━━━━━ Exercise data ━━━━━

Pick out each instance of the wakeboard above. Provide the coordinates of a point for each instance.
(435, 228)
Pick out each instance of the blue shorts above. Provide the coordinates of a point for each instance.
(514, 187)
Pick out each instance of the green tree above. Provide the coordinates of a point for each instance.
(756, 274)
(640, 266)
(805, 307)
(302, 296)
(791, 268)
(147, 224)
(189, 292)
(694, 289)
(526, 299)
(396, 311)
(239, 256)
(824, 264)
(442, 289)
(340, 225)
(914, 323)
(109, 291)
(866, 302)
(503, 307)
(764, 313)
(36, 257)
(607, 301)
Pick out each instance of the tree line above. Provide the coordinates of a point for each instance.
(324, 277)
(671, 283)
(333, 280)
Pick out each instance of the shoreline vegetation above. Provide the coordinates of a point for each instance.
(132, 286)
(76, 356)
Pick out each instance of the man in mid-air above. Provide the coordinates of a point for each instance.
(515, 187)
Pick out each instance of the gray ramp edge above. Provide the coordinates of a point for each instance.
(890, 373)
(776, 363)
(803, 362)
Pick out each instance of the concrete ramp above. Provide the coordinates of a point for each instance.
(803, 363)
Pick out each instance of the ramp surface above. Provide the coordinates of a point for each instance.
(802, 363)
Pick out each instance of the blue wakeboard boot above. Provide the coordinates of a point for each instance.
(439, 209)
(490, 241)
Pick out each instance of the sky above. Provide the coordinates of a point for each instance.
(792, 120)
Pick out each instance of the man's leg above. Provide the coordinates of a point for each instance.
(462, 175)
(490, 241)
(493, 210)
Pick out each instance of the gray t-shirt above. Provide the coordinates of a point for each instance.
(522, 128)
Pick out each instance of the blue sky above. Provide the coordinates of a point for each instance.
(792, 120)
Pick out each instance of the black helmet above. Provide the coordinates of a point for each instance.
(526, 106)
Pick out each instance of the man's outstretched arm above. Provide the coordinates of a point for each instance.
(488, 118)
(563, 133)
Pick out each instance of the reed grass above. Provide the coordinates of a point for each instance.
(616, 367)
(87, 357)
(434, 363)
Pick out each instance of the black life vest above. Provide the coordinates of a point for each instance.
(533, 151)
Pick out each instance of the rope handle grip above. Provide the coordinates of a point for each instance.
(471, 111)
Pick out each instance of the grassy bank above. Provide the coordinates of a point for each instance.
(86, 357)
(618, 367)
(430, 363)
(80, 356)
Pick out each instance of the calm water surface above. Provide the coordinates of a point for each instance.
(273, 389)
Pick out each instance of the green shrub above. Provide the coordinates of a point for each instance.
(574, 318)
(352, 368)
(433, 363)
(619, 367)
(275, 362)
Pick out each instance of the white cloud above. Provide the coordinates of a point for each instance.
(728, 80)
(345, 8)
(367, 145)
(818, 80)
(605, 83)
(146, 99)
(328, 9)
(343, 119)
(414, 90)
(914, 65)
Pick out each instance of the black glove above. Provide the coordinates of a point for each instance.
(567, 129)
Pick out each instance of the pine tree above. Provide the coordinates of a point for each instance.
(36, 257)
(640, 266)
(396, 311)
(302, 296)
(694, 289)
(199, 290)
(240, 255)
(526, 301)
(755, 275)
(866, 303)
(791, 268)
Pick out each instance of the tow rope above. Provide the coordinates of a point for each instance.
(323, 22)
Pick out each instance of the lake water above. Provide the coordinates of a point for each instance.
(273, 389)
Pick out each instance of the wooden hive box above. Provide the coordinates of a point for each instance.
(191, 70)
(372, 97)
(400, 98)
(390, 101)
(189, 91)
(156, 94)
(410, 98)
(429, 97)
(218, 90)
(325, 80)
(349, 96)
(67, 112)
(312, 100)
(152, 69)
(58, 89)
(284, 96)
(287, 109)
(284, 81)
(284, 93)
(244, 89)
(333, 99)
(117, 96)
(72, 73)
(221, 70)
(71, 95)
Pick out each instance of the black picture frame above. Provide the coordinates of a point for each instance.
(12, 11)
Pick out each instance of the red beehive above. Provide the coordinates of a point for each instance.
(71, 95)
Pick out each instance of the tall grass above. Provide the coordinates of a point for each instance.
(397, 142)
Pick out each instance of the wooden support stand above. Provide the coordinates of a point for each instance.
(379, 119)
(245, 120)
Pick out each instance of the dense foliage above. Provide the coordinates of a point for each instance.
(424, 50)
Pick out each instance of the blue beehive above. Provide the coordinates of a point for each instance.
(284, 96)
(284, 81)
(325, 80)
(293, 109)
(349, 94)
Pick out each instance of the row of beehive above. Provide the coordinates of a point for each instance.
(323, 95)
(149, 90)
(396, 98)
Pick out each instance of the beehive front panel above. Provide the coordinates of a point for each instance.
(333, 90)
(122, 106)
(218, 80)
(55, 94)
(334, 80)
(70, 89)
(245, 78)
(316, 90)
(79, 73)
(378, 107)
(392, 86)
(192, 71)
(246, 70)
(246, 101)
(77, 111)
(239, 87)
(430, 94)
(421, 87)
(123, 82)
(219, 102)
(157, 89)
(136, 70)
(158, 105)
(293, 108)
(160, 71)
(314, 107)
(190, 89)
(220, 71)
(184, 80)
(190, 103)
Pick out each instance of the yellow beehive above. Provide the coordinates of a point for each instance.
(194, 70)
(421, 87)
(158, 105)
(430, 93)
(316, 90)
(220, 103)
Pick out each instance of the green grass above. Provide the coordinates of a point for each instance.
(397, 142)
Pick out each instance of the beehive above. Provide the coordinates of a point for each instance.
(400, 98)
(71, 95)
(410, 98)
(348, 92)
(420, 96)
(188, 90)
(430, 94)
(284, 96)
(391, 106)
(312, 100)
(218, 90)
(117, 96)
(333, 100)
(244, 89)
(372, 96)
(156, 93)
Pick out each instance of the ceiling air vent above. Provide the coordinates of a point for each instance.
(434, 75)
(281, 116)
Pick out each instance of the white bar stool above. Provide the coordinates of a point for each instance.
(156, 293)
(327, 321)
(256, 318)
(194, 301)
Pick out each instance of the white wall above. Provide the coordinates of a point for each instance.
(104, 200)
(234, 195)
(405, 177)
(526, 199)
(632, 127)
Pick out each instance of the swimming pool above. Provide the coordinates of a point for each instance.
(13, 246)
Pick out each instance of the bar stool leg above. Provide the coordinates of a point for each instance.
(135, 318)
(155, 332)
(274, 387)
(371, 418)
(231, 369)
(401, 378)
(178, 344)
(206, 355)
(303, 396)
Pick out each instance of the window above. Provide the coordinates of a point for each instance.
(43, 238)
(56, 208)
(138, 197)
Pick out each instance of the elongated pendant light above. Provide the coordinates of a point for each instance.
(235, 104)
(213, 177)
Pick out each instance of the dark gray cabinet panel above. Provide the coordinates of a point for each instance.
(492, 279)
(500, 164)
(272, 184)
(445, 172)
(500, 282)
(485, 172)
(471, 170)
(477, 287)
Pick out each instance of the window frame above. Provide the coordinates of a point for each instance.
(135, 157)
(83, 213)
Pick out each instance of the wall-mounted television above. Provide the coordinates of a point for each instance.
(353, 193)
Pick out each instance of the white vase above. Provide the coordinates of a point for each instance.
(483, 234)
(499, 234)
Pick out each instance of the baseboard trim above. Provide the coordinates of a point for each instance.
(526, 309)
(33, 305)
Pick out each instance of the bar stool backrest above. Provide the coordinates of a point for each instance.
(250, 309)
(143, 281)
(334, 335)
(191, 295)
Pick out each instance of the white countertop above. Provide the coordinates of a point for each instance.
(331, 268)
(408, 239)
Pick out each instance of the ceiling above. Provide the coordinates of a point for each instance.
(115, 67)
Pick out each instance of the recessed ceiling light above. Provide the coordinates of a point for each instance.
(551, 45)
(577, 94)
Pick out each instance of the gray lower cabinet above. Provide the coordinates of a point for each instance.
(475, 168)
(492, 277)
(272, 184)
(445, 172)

━━━━━

*What is expected*
Retype the data exactly.

*Output of the exercise*
Pick out each instance of the wakeboard above. Provide the coordinates of a point for each instance.
(435, 228)
Pick out each instance of the blue shorts above. Provide the coordinates of a point for each instance.
(514, 187)
Pick out each instance of the green tree above. Provide the coordinates of a point for each instance.
(756, 274)
(640, 266)
(805, 307)
(302, 296)
(791, 268)
(147, 224)
(189, 292)
(694, 289)
(526, 299)
(396, 311)
(239, 256)
(824, 264)
(442, 289)
(340, 225)
(914, 323)
(109, 291)
(866, 302)
(503, 307)
(764, 313)
(36, 257)
(607, 301)
Pick out each instance of the tree line above. Provide the coordinates of a point for each instance.
(324, 277)
(671, 283)
(333, 280)
Pick out each instance of the shoreline vegetation above. Provide the coordinates of a point for each instance.
(132, 286)
(76, 356)
Pick out each instance of the man in mid-air above. Provide the coordinates of a point for each instance.
(515, 187)
Pick out each instance of the gray ramp edge above. Provide the coordinates of a point for each instance.
(890, 373)
(776, 363)
(803, 362)
Pick out each instance of the concrete ramp above. Provide the coordinates of a point for each instance.
(803, 363)
Pick out each instance of the ramp surface above. Provide the coordinates of a point for each instance.
(802, 363)
Pick out each instance of the blue wakeboard boot above. Provide the coordinates of a point for each instance.
(439, 209)
(490, 241)
Pick out each instance of the sky above. Provide the coordinates of a point for each instance.
(792, 120)
Pick out each instance of the man's leg above. Provide the coordinates of a point for each instance.
(462, 175)
(490, 241)
(493, 210)
Pick out each instance of the gray t-shirt above. Provide the coordinates of a point for each instance.
(522, 128)
Pick out each instance of the blue sky above. Provide the coordinates of a point for each instance.
(792, 120)
Pick out each instance of the black helmet above. Provide the coordinates of a point for each instance.
(526, 106)
Pick out each instance of the man's outstretched arm above. Provide the coordinates of a point for each instance.
(488, 118)
(563, 133)
Pick out each instance of the reed grass above. Provide the coordinates of a point for each instance.
(616, 367)
(87, 357)
(434, 363)
Pick out each instance of the black life vest above. Provide the coordinates of a point for each instance.
(533, 151)
Pick out each instance of the rope handle grip above. Provide the coordinates of a point for each instance.
(471, 111)
Pick out each instance of the grassy bank above. Provide the coordinates of a point for each instance.
(86, 357)
(618, 367)
(430, 363)
(80, 356)
Pick out each instance of the calm water surface above. Provide the coordinates of a point for each instance.
(273, 389)
Pick out each instance of the green shrub above. Provide the coordinates of a point for each instance.
(574, 318)
(352, 368)
(433, 363)
(619, 367)
(275, 362)
Pick out each instance of the white cloud above. Provide the coordinates of a point for each instance.
(728, 80)
(345, 8)
(367, 145)
(818, 80)
(605, 83)
(146, 99)
(328, 9)
(343, 119)
(414, 90)
(914, 65)
Pick out each instance of the black glove above. Provide the coordinates of a point for each instance.
(567, 129)
Pick out each instance of the pine tree above. Provide the coordinates of a point for each instance.
(36, 257)
(640, 266)
(396, 311)
(302, 296)
(694, 289)
(199, 290)
(240, 255)
(526, 301)
(755, 275)
(866, 303)
(791, 268)
Pick out each instance of the tow rope above. Provide the coordinates of a point for each instance.
(323, 22)
Pick out each instance of the lake water above. Provide the coordinates of a point for each instance.
(273, 389)
Pick out each instance of the wooden hive box above. Provide the coordinates of a point for each instance.
(191, 70)
(372, 97)
(400, 98)
(390, 101)
(189, 91)
(156, 94)
(410, 98)
(429, 97)
(218, 90)
(325, 80)
(349, 96)
(67, 112)
(312, 100)
(152, 69)
(58, 89)
(284, 96)
(287, 109)
(284, 81)
(284, 93)
(244, 89)
(333, 99)
(117, 96)
(72, 73)
(221, 70)
(71, 95)
Pick out each instance of the black picture frame above. Provide the coordinates of a point for each instance.
(12, 11)
Pick out each instance of the red beehive above. Provide the coordinates of a point for each instance.
(71, 95)
Pick out each instance of the tall grass above. Provide the coordinates of a point for each instance.
(397, 142)
Pick out each instance of the wooden support stand above. Provide the coordinates of a point for each instance.
(379, 119)
(245, 120)
Pick out each instance of the dense foliage above. Provide the coordinates of a point for each instance.
(424, 50)
Pick out each instance of the blue beehive above. Provide the coordinates of a point for each instance.
(284, 96)
(284, 81)
(325, 80)
(293, 109)
(349, 94)
Pick out each instance of the row of beehive above. Provide the coordinates of a point for each instance.
(323, 95)
(149, 90)
(396, 98)
Pick out each instance of the beehive front panel above. Provide the coordinates of a point for each instance.
(333, 90)
(122, 106)
(218, 80)
(55, 94)
(334, 80)
(70, 89)
(245, 78)
(316, 90)
(79, 73)
(378, 107)
(392, 86)
(192, 71)
(246, 70)
(246, 101)
(77, 111)
(239, 87)
(430, 94)
(421, 87)
(123, 82)
(219, 102)
(157, 89)
(136, 70)
(158, 105)
(293, 108)
(160, 71)
(314, 107)
(190, 89)
(220, 71)
(184, 80)
(190, 103)
Pick out each instance of the yellow beehive above. Provide the coordinates of a point for each instance.
(194, 70)
(421, 87)
(158, 105)
(430, 93)
(316, 90)
(220, 103)
Pick out each instance of the green grass above. Provide the coordinates of a point for each instance.
(397, 142)
Pick out each instance of the beehive above. Provide the coordinates of a point for each instance.
(400, 98)
(71, 95)
(410, 98)
(348, 92)
(420, 96)
(188, 90)
(430, 94)
(284, 96)
(391, 106)
(312, 100)
(218, 90)
(117, 96)
(333, 100)
(244, 89)
(372, 96)
(156, 93)
Pick out each instance of the ceiling air vent above. Provide the coordinates of a point for each instance.
(434, 75)
(281, 116)
Pick out each instance of the white bar stool above. Provide the coordinates of a point for each instance.
(156, 293)
(327, 321)
(256, 318)
(194, 301)
Pick out each instance of the white wall above. Provide the coordinates of a point for each instance.
(104, 200)
(234, 195)
(405, 177)
(526, 199)
(632, 127)
Pick out each instance of the swimming pool above. Provide the coordinates of a point for each instance.
(13, 246)
Pick out each instance of the bar stool leg above. Provide the coordinates of a point for each instance.
(135, 318)
(155, 332)
(274, 387)
(371, 418)
(231, 369)
(401, 378)
(178, 344)
(206, 355)
(303, 396)
Pick out each instance of the window above. Provide the coordinates of a point for each instance.
(43, 238)
(56, 208)
(138, 197)
Pick out each instance of the elongated pendant light above. Provide the coordinates of a point for each instance.
(235, 104)
(213, 177)
Pick out each instance of the dark gray cabinet panel above. Provide the coordinates of a point for each instance.
(492, 279)
(500, 164)
(272, 184)
(445, 172)
(500, 282)
(485, 172)
(471, 170)
(477, 287)
Pick out each instance of the window frame above. Provide the coordinates of a point for each instance.
(135, 157)
(83, 213)
Pick out each instance of the wall-mounted television above. Provide the coordinates of a point for each instance.
(353, 193)
Pick out each instance of the white vase above. Provide the coordinates of a point for each instance.
(483, 234)
(499, 234)
Pick out each instance of the baseboard trim above. Provide the coordinates of a point for each instance.
(526, 309)
(33, 305)
Pick out each instance of the bar stool backrest above. Provide the coordinates of a point for each instance.
(250, 309)
(143, 281)
(334, 335)
(191, 295)
Pick out each instance of the white countertop above. Provide the coordinates of a point for each instance.
(331, 268)
(408, 239)
Pick out each instance of the ceiling above. Provide the coordinates of a point for each instance.
(115, 67)
Pick out each instance of the recessed ceiling light above. Provide the coordinates of a point for each instance.
(551, 45)
(577, 94)
Pick out each instance of the gray lower cabinet above. Provide the coordinates of a point for each instance.
(475, 168)
(492, 277)
(272, 184)
(445, 172)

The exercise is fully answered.